### Text section
Most Roman curtain towers have been abandoned. Some might have been reused, even enlarged, in order to allow a more efficient flanking of the sides and especially the defense of the corners. Among the towers featuring on maps, the one with most particular characteristics is the tower rising over the north-west corner of the fortification. It had the shape of a rectangle placed obliquely on the corner; its short sides were woven with the curtain walls they met in right angles. An early seventeenth century chronicler mentions the fact that these towers were open to the inside of the fortification. On the ground plan, towards the west, between St. Michael gate and the south-west corner of the fortification, a building interrupts the curtain wall and extends towards the outside like a tower with unclear ground plan but open to the precinct. The chronicler’s record is thus confirmed. A 1576 graffito found on the northern apse wall of the cathedral indicates the fact that the towers were covered with four-sided roofs. If we were to trust the accuracy of the incised representation, then one of the towers seems to have had an upper floor erected in stone and wood.
The plans from the turn of the seventeenth and eighteenth centuries also depict an edifice connected on the outside to the northern curtain wall, approximately in its middle. The building looks strange for a simple tower due to its rectangular ground plan. Still, it might be that the drawing failed to suggest its function. It is possible that the fights of 1603, recorded to have taken place by a ruined tower, can be located near this building. The tower was not easily defendable from the sides, but it was very resistant against all attempts to ruin it during sieges. This strength makes one suspect that it was, at least partially, built using Roman stones and mortar. On June 22nd 1580, during a summer storm, a lightning hit one of the fortification’s corner towers which served as deposit for gun powder. The tower burnt down and part of the neighboring curtain wall fell. The wooden houses in that area were also affected and 14 dead and 60 wounded were recorded in documents on that occasion. A five-sided tower was also located close by. During the 1603 siege a “new” bastion was mentioned in the north-eastern corner of the fortification.
Continuous rehabilitation, restoration, and enhancement works were needed at the ditches and curtain walls. The latter were added covered wall passages. The fortification required ditches at least on the west, where the terrain was relatively flat. In 1469 a royal order to cover the ditches and demolish the precinct walls was mentioned as still valid. The determination of having the command obeyed, generated by the consequences of the Transylvanian rebellion of 1467, testifies to the degree in which the representatives of the Church in Alba Iulia took part in the events and the uninspired political choice they made.

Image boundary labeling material

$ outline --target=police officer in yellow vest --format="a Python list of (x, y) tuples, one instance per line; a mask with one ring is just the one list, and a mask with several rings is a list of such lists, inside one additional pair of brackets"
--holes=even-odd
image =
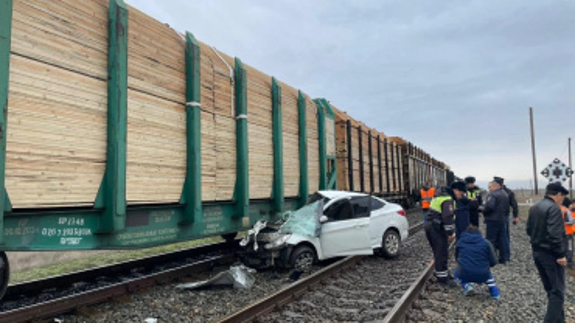
[(474, 226), (479, 226), (479, 207), (483, 204), (481, 189), (475, 185), (475, 178), (468, 176), (465, 178), (467, 184), (467, 198), (471, 201), (469, 203), (469, 222)]
[(438, 283), (453, 287), (458, 285), (447, 269), (447, 249), (449, 243), (455, 238), (455, 200), (461, 199), (466, 191), (463, 182), (456, 182), (451, 187), (444, 189), (440, 196), (431, 200), (425, 224), (425, 235), (433, 249)]

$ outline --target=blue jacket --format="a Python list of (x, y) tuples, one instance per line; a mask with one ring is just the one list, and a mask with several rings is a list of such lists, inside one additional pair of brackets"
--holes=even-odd
[(458, 276), (468, 283), (485, 283), (489, 279), (489, 268), (497, 263), (493, 246), (480, 232), (461, 234), (455, 247), (455, 259)]

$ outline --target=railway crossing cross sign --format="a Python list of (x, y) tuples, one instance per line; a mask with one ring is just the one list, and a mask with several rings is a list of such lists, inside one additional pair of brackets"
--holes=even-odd
[(541, 175), (549, 179), (550, 183), (559, 184), (566, 182), (573, 174), (573, 170), (557, 158), (541, 172)]

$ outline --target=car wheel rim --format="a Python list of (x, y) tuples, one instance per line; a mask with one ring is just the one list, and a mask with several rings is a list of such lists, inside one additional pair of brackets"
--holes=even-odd
[(396, 234), (389, 234), (385, 238), (385, 249), (395, 255), (399, 250), (399, 238)]
[(313, 264), (313, 255), (309, 252), (300, 254), (296, 259), (296, 267), (300, 270), (308, 270)]

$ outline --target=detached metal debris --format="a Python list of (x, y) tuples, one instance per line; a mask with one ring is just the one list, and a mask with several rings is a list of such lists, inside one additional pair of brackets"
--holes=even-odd
[(249, 289), (255, 283), (253, 274), (255, 270), (243, 265), (232, 266), (228, 270), (218, 274), (213, 278), (201, 282), (180, 284), (178, 289), (195, 289), (215, 285), (232, 285), (234, 289)]

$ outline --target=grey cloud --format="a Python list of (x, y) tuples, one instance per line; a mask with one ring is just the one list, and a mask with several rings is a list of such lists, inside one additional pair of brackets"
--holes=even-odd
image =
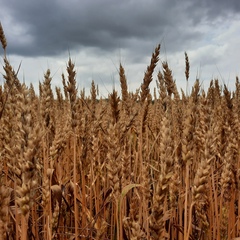
[(9, 53), (23, 56), (57, 56), (85, 48), (106, 52), (129, 48), (135, 53), (133, 60), (140, 60), (162, 39), (167, 39), (169, 52), (191, 48), (202, 37), (195, 26), (203, 19), (210, 21), (225, 13), (239, 12), (238, 0), (0, 0), (0, 3), (11, 16), (11, 24), (25, 29), (10, 37), (9, 42)]

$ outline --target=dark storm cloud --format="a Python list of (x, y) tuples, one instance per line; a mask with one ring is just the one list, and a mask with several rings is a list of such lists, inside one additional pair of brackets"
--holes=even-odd
[(9, 53), (52, 56), (86, 47), (131, 48), (134, 59), (167, 39), (168, 51), (182, 51), (202, 37), (201, 21), (239, 13), (238, 0), (0, 0)]

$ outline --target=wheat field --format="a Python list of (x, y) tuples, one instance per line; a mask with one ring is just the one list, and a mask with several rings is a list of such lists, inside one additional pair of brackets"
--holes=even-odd
[(179, 91), (158, 45), (135, 92), (120, 64), (121, 93), (85, 93), (69, 59), (62, 87), (48, 69), (36, 94), (0, 38), (1, 239), (240, 239), (238, 77)]

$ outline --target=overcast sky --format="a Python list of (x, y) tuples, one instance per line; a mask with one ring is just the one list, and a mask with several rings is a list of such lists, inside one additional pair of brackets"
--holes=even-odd
[(205, 88), (218, 78), (234, 90), (240, 75), (239, 0), (0, 0), (0, 6), (8, 57), (15, 69), (22, 61), (19, 79), (36, 88), (48, 68), (53, 87), (61, 86), (70, 52), (79, 89), (88, 93), (92, 80), (103, 96), (119, 89), (121, 61), (135, 92), (158, 43), (160, 60), (184, 90), (185, 51), (190, 86), (196, 77)]

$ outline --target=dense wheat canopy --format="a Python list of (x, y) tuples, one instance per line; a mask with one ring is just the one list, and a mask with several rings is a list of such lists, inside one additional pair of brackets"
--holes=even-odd
[(36, 94), (11, 65), (2, 25), (0, 40), (1, 239), (240, 237), (238, 77), (234, 90), (195, 79), (179, 91), (159, 44), (135, 91), (120, 63), (121, 92), (102, 98), (92, 81), (86, 93), (69, 57), (62, 86), (47, 69)]

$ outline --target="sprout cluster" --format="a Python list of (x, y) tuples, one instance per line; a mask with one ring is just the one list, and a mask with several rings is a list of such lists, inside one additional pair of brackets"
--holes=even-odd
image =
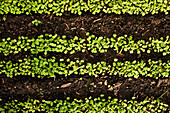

### Exercise instructions
1. Rewrite the stretch of the fortification text from "Continuous rehabilitation, restoration, and" through "choice they made.", swapping "Transylvanian rebellion" for "Transylvanian uprising".
2. Decide whether each statement agrees with the fortification text, answering yes or no and quoting the words that settle it: (a) In 1580 a lightning strike hit a corner tower used to store gun powder. (b) The 1576 graffito was found on the southern apse wall of the cathedral. (c) The fortification needed ditches at least on the east.

### Outputs for the tasks
1.
Continuous rehabilitation, restoration, and enhancement works were needed at the ditches and curtain walls. The latter were added covered wall passages. The fortification required ditches at least on the west, where the terrain was relatively flat. In 1469 a royal order to cover the ditches and demolish the precinct walls was mentioned as still valid. The determination of having the command obeyed, generated by the consequences of the Transylvanian uprising of 1467, testifies to the degree in which the representatives of the Church in Alba Iulia took part in the events and the uninspired political choice they made.

2.
(a) Yes: "On June 22nd 1580, during a summer storm, a lightning hit one of the fortification’s corner towers which served as deposit for gun powder."
(b) No: "A 1576 graffito found on the northern apse wall of the cathedral"
(c) No: "The fortification required ditches at least on the west, where the terrain was relatively flat."